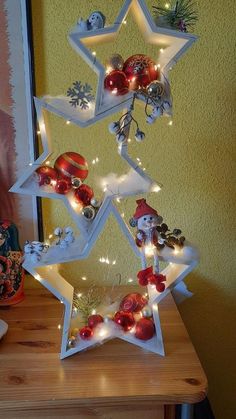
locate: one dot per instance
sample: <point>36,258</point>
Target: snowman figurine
<point>146,219</point>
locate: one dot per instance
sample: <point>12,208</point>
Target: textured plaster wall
<point>194,159</point>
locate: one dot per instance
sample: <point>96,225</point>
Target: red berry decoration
<point>72,164</point>
<point>144,329</point>
<point>45,175</point>
<point>62,186</point>
<point>86,333</point>
<point>94,320</point>
<point>83,194</point>
<point>158,279</point>
<point>140,70</point>
<point>116,82</point>
<point>124,319</point>
<point>133,303</point>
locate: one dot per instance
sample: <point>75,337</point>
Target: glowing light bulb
<point>149,249</point>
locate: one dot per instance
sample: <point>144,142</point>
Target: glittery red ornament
<point>133,303</point>
<point>86,333</point>
<point>140,70</point>
<point>124,319</point>
<point>45,175</point>
<point>62,186</point>
<point>144,329</point>
<point>72,164</point>
<point>116,82</point>
<point>94,320</point>
<point>83,194</point>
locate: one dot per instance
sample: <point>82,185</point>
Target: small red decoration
<point>86,333</point>
<point>144,329</point>
<point>94,320</point>
<point>71,164</point>
<point>117,83</point>
<point>125,320</point>
<point>83,194</point>
<point>45,175</point>
<point>158,279</point>
<point>133,303</point>
<point>62,186</point>
<point>140,70</point>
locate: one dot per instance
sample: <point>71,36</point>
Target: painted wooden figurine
<point>11,271</point>
<point>147,219</point>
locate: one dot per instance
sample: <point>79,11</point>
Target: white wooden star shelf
<point>172,44</point>
<point>179,263</point>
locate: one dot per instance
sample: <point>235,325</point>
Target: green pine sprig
<point>181,10</point>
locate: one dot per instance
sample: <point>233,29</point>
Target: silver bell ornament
<point>156,112</point>
<point>115,62</point>
<point>156,89</point>
<point>76,182</point>
<point>89,212</point>
<point>147,312</point>
<point>114,127</point>
<point>139,136</point>
<point>120,138</point>
<point>150,119</point>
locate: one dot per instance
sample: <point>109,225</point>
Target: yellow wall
<point>193,159</point>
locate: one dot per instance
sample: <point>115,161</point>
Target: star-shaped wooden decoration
<point>171,45</point>
<point>49,277</point>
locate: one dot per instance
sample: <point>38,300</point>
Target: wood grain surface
<point>114,376</point>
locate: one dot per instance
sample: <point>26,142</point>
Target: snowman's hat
<point>143,209</point>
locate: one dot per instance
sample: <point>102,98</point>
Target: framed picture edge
<point>28,51</point>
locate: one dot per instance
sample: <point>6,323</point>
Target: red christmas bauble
<point>116,82</point>
<point>45,175</point>
<point>83,194</point>
<point>144,329</point>
<point>86,333</point>
<point>124,319</point>
<point>94,320</point>
<point>62,186</point>
<point>133,303</point>
<point>140,70</point>
<point>72,164</point>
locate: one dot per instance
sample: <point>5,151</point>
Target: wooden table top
<point>31,371</point>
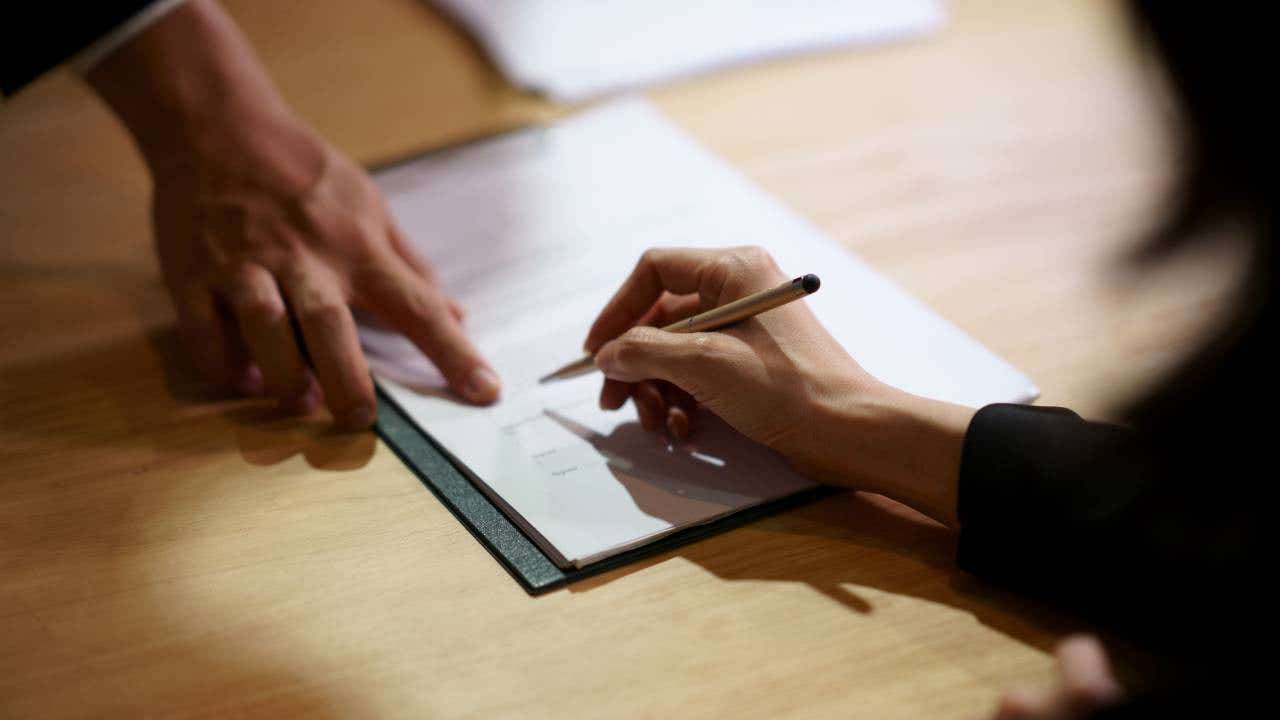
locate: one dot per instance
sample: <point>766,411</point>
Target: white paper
<point>533,232</point>
<point>574,49</point>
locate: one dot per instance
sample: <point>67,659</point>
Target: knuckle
<point>327,314</point>
<point>632,345</point>
<point>713,347</point>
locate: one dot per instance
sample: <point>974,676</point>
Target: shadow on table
<point>854,541</point>
<point>835,546</point>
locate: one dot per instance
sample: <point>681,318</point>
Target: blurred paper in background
<point>575,49</point>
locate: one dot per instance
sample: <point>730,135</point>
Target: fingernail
<point>604,363</point>
<point>481,386</point>
<point>677,424</point>
<point>359,417</point>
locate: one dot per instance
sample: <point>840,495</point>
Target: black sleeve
<point>1098,520</point>
<point>42,35</point>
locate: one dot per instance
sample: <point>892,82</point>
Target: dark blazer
<point>44,35</point>
<point>1152,532</point>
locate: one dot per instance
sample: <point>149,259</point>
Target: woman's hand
<point>1086,684</point>
<point>261,224</point>
<point>778,378</point>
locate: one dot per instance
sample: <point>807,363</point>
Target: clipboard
<point>508,545</point>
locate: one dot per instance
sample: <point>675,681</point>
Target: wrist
<point>899,445</point>
<point>188,87</point>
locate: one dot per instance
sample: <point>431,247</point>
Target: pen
<point>713,319</point>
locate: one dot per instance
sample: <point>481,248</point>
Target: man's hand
<point>261,226</point>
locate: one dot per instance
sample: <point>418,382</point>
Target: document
<point>576,49</point>
<point>533,232</point>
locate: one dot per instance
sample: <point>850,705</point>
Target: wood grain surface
<point>167,552</point>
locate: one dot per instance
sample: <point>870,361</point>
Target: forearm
<point>188,85</point>
<point>899,445</point>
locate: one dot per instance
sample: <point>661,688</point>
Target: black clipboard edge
<point>508,545</point>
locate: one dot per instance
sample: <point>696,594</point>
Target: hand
<point>778,378</point>
<point>260,223</point>
<point>1086,686</point>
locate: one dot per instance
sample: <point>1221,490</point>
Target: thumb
<point>686,360</point>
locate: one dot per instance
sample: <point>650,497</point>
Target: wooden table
<point>168,552</point>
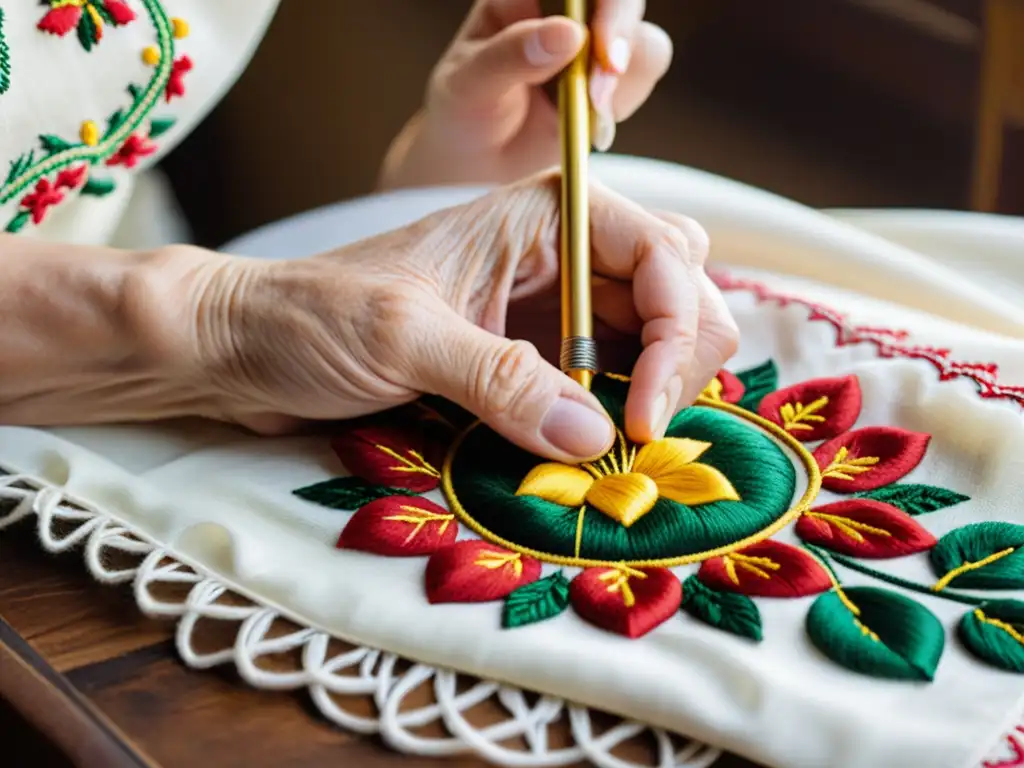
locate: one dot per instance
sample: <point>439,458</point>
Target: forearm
<point>89,334</point>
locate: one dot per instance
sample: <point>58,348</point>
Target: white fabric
<point>55,85</point>
<point>223,498</point>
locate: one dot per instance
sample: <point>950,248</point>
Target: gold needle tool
<point>579,350</point>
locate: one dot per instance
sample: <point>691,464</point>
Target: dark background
<point>833,102</point>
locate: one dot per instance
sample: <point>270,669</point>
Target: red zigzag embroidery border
<point>887,341</point>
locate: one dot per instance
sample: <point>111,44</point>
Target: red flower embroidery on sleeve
<point>135,146</point>
<point>39,201</point>
<point>176,84</point>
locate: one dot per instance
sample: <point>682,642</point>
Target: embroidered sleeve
<point>94,90</point>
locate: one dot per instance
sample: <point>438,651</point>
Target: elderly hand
<point>423,309</point>
<point>486,118</point>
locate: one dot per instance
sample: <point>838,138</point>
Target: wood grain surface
<point>86,680</point>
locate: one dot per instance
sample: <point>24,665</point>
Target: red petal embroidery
<point>766,569</point>
<point>864,527</point>
<point>869,458</point>
<point>135,146</point>
<point>814,410</point>
<point>477,571</point>
<point>627,601</point>
<point>39,201</point>
<point>732,388</point>
<point>399,526</point>
<point>119,11</point>
<point>70,178</point>
<point>176,84</point>
<point>60,20</point>
<point>399,457</point>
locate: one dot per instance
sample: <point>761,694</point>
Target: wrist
<point>95,334</point>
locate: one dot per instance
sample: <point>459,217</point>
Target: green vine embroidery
<point>4,58</point>
<point>119,143</point>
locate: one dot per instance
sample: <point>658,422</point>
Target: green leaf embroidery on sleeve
<point>347,493</point>
<point>19,220</point>
<point>980,556</point>
<point>53,143</point>
<point>98,187</point>
<point>914,499</point>
<point>88,34</point>
<point>725,610</point>
<point>757,383</point>
<point>994,633</point>
<point>537,602</point>
<point>160,126</point>
<point>4,58</point>
<point>877,632</point>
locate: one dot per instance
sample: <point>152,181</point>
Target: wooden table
<point>86,680</point>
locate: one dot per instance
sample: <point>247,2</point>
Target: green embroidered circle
<point>483,472</point>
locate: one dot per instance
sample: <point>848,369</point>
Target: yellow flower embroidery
<point>626,483</point>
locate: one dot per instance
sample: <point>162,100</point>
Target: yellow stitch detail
<point>579,542</point>
<point>844,470</point>
<point>1008,628</point>
<point>180,28</point>
<point>423,467</point>
<point>944,582</point>
<point>851,527</point>
<point>801,506</point>
<point>419,518</point>
<point>794,415</point>
<point>89,133</point>
<point>494,560</point>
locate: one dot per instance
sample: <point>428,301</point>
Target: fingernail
<point>619,54</point>
<point>577,429</point>
<point>550,43</point>
<point>663,411</point>
<point>602,131</point>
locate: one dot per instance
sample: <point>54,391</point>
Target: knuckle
<point>509,382</point>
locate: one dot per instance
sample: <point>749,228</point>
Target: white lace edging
<point>354,673</point>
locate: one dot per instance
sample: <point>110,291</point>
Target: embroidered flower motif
<point>655,502</point>
<point>176,82</point>
<point>626,483</point>
<point>134,147</point>
<point>87,16</point>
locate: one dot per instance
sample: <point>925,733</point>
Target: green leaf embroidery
<point>19,220</point>
<point>114,122</point>
<point>87,32</point>
<point>726,610</point>
<point>981,556</point>
<point>347,493</point>
<point>994,633</point>
<point>98,186</point>
<point>914,499</point>
<point>19,164</point>
<point>757,383</point>
<point>53,143</point>
<point>877,632</point>
<point>537,602</point>
<point>4,58</point>
<point>160,126</point>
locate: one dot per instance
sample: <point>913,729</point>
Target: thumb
<point>528,52</point>
<point>509,386</point>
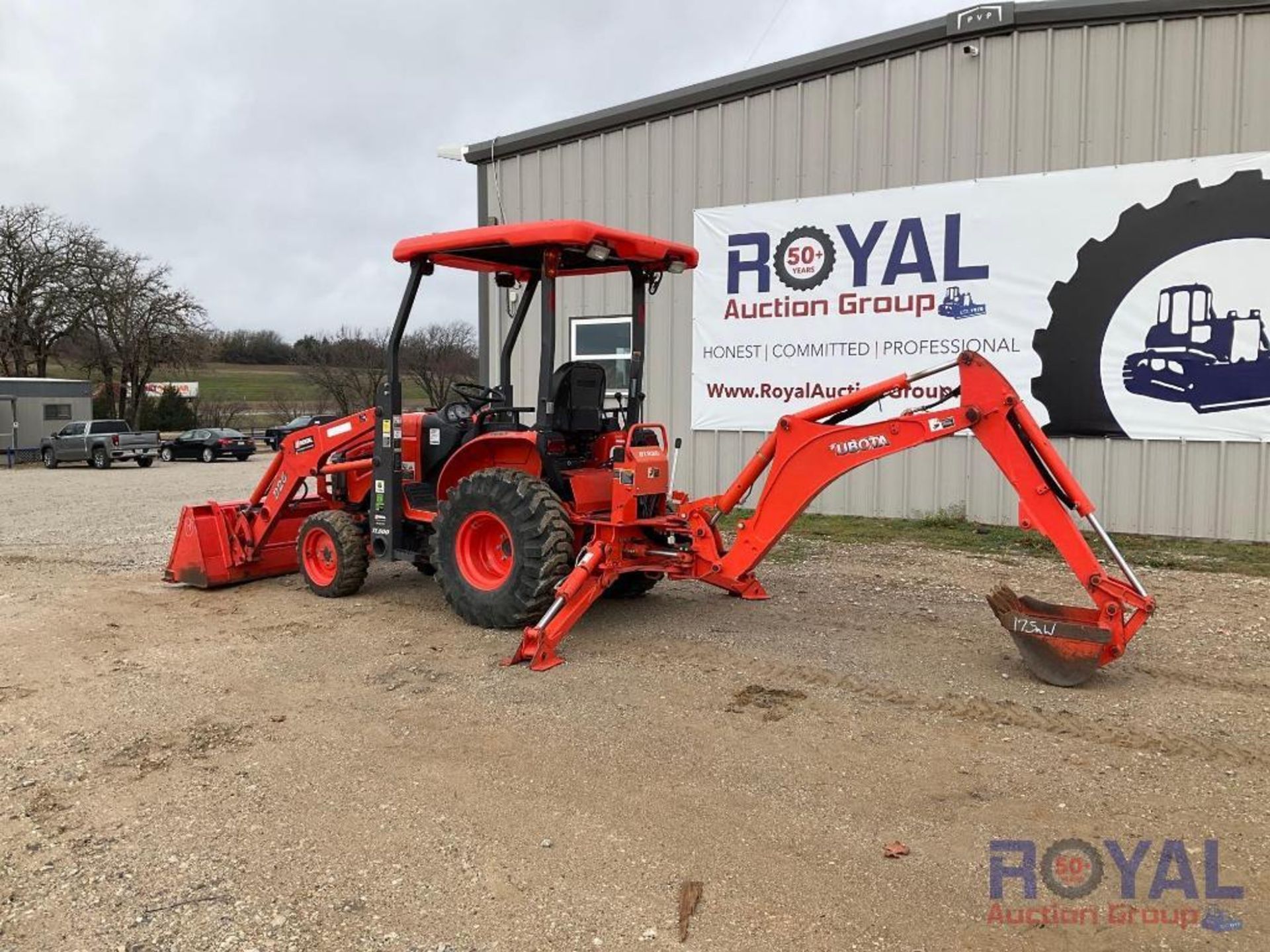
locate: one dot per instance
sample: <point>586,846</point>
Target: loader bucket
<point>1060,644</point>
<point>202,554</point>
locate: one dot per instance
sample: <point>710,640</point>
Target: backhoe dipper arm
<point>808,451</point>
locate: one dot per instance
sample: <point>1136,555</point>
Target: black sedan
<point>207,444</point>
<point>275,434</point>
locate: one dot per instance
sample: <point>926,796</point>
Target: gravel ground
<point>255,768</point>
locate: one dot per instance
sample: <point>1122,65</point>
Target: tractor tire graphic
<point>827,260</point>
<point>1081,309</point>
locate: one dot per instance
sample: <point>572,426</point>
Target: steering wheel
<point>476,394</point>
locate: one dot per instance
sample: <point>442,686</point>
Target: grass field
<point>258,385</point>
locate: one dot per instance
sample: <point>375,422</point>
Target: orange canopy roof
<point>519,248</point>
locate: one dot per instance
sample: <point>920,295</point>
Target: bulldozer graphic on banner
<point>1194,356</point>
<point>959,303</point>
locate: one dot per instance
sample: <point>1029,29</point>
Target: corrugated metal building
<point>1048,87</point>
<point>32,408</point>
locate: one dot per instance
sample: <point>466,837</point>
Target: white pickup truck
<point>99,444</point>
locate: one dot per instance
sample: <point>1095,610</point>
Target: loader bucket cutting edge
<point>1060,644</point>
<point>202,556</point>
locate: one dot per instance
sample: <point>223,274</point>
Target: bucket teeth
<point>1060,644</point>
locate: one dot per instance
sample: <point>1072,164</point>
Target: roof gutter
<point>929,33</point>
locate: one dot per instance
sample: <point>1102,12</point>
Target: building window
<point>607,342</point>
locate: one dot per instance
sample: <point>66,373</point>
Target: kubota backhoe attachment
<point>810,450</point>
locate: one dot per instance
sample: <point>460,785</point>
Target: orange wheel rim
<point>483,549</point>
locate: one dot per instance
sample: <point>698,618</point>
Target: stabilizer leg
<point>573,597</point>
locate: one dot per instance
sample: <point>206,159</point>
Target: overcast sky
<point>273,151</point>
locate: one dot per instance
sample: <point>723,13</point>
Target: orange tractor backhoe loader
<point>526,524</point>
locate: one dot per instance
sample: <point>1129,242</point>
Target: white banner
<point>187,389</point>
<point>1119,301</point>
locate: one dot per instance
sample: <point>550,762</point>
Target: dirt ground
<point>257,768</point>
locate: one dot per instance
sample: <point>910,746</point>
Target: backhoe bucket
<point>1060,644</point>
<point>204,555</point>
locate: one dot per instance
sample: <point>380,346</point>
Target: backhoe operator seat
<point>578,397</point>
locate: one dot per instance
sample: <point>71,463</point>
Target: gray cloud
<point>272,153</point>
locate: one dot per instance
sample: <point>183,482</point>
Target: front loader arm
<point>222,543</point>
<point>810,450</point>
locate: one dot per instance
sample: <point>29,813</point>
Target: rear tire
<point>502,543</point>
<point>332,554</point>
<point>633,584</point>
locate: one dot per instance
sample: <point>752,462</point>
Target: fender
<point>516,450</point>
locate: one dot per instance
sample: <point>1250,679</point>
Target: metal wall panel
<point>1032,100</point>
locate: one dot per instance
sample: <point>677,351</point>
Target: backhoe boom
<point>812,448</point>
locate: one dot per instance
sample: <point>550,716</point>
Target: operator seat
<point>578,391</point>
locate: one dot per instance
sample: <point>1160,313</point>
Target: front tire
<point>502,543</point>
<point>332,554</point>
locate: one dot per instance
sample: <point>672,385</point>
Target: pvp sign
<point>1122,301</point>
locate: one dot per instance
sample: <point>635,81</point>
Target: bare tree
<point>138,323</point>
<point>42,301</point>
<point>439,356</point>
<point>347,367</point>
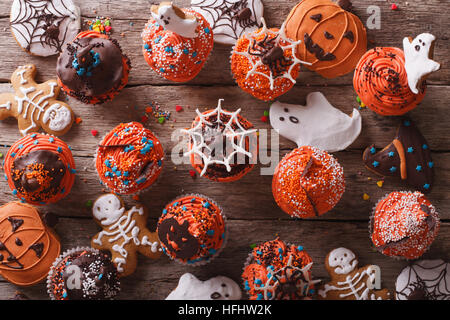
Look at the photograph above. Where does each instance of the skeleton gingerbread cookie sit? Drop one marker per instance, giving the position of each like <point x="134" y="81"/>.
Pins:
<point x="124" y="233"/>
<point x="35" y="105"/>
<point x="348" y="282"/>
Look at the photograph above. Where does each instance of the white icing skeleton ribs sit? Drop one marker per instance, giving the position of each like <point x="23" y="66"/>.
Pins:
<point x="35" y="105"/>
<point x="121" y="232"/>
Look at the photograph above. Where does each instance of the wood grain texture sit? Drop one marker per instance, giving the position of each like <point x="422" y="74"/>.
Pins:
<point x="252" y="214"/>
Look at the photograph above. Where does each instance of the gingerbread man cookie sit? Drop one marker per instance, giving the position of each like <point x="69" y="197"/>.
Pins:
<point x="35" y="105"/>
<point x="124" y="233"/>
<point x="348" y="282"/>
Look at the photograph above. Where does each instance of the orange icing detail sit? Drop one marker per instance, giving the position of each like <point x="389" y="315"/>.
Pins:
<point x="308" y="194"/>
<point x="136" y="163"/>
<point x="32" y="231"/>
<point x="381" y="82"/>
<point x="336" y="22"/>
<point x="401" y="223"/>
<point x="174" y="57"/>
<point x="27" y="145"/>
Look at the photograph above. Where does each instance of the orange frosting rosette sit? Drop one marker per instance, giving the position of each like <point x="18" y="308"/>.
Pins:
<point x="404" y="224"/>
<point x="308" y="182"/>
<point x="174" y="57"/>
<point x="129" y="158"/>
<point x="40" y="169"/>
<point x="192" y="230"/>
<point x="381" y="82"/>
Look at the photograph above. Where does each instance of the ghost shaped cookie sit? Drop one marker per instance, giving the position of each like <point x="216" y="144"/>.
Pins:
<point x="35" y="105"/>
<point x="124" y="233"/>
<point x="317" y="124"/>
<point x="217" y="288"/>
<point x="348" y="282"/>
<point x="408" y="157"/>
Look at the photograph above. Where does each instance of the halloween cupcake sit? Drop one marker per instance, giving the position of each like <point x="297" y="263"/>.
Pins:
<point x="333" y="39"/>
<point x="308" y="182"/>
<point x="40" y="169"/>
<point x="176" y="42"/>
<point x="129" y="159"/>
<point x="403" y="225"/>
<point x="192" y="230"/>
<point x="264" y="62"/>
<point x="276" y="270"/>
<point x="28" y="246"/>
<point x="222" y="144"/>
<point x="83" y="274"/>
<point x="391" y="81"/>
<point x="92" y="68"/>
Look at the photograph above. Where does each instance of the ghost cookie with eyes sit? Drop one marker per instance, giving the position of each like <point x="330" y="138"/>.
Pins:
<point x="317" y="124"/>
<point x="124" y="233"/>
<point x="217" y="288"/>
<point x="348" y="282"/>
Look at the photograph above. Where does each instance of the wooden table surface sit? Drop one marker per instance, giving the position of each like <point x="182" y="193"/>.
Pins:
<point x="253" y="216"/>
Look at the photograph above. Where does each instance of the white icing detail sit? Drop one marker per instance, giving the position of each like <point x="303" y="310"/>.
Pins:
<point x="317" y="124"/>
<point x="418" y="62"/>
<point x="191" y="288"/>
<point x="167" y="17"/>
<point x="198" y="138"/>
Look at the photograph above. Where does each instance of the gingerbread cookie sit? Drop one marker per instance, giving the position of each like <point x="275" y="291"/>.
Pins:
<point x="35" y="105"/>
<point x="348" y="282"/>
<point x="408" y="157"/>
<point x="124" y="233"/>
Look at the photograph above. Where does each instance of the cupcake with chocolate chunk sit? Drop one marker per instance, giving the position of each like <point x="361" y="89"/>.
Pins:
<point x="93" y="68"/>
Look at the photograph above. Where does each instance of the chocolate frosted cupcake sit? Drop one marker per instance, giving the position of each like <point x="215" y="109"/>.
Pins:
<point x="93" y="68"/>
<point x="83" y="274"/>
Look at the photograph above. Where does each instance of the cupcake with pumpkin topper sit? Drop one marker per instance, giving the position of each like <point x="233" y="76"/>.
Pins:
<point x="176" y="42"/>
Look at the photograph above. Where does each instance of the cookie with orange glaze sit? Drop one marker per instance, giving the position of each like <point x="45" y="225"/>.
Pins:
<point x="192" y="230"/>
<point x="176" y="42"/>
<point x="308" y="182"/>
<point x="403" y="225"/>
<point x="129" y="159"/>
<point x="92" y="68"/>
<point x="264" y="63"/>
<point x="40" y="169"/>
<point x="276" y="270"/>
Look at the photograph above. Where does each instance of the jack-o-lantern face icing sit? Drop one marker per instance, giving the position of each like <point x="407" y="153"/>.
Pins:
<point x="333" y="40"/>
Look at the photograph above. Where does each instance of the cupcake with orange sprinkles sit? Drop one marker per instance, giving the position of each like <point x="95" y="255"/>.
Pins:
<point x="276" y="270"/>
<point x="129" y="159"/>
<point x="40" y="169"/>
<point x="192" y="230"/>
<point x="176" y="42"/>
<point x="264" y="62"/>
<point x="308" y="182"/>
<point x="403" y="225"/>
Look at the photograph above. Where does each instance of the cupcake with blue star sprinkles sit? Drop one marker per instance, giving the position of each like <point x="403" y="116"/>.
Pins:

● ● ● ●

Output only the stretch above from the line with "sample: <point>115,161</point>" through the line with "sample: <point>681,318</point>", reproduced exactly. Exclude pictures.

_WRITTEN RESPONSE:_
sample: <point>115,161</point>
Target: star-shaped wooden decoration
<point>171,45</point>
<point>49,277</point>
locate: one dot per instance
sample: <point>38,300</point>
Target: wood grain surface
<point>114,376</point>
locate: one dot per instance
sample: <point>26,142</point>
Target: snowman's hat
<point>143,209</point>
locate: one dot per instance
sample: <point>102,98</point>
Target: framed picture edge
<point>28,51</point>
locate: one dot per instance
sample: <point>6,323</point>
Target: red christmas bauble
<point>116,82</point>
<point>45,175</point>
<point>83,194</point>
<point>144,329</point>
<point>86,333</point>
<point>124,319</point>
<point>94,320</point>
<point>62,186</point>
<point>133,303</point>
<point>140,70</point>
<point>72,164</point>
locate: one dot per instance
sample: <point>5,151</point>
Target: wooden table top
<point>31,371</point>
locate: one dot per instance
sample: <point>766,411</point>
Target: white paper
<point>533,232</point>
<point>574,49</point>
locate: one dot per instance
sample: <point>67,659</point>
Target: knuckle
<point>327,314</point>
<point>632,345</point>
<point>713,347</point>
locate: one dot per instance
sample: <point>974,676</point>
Target: shadow on table
<point>854,541</point>
<point>835,546</point>
locate: one dot per instance
sample: <point>681,318</point>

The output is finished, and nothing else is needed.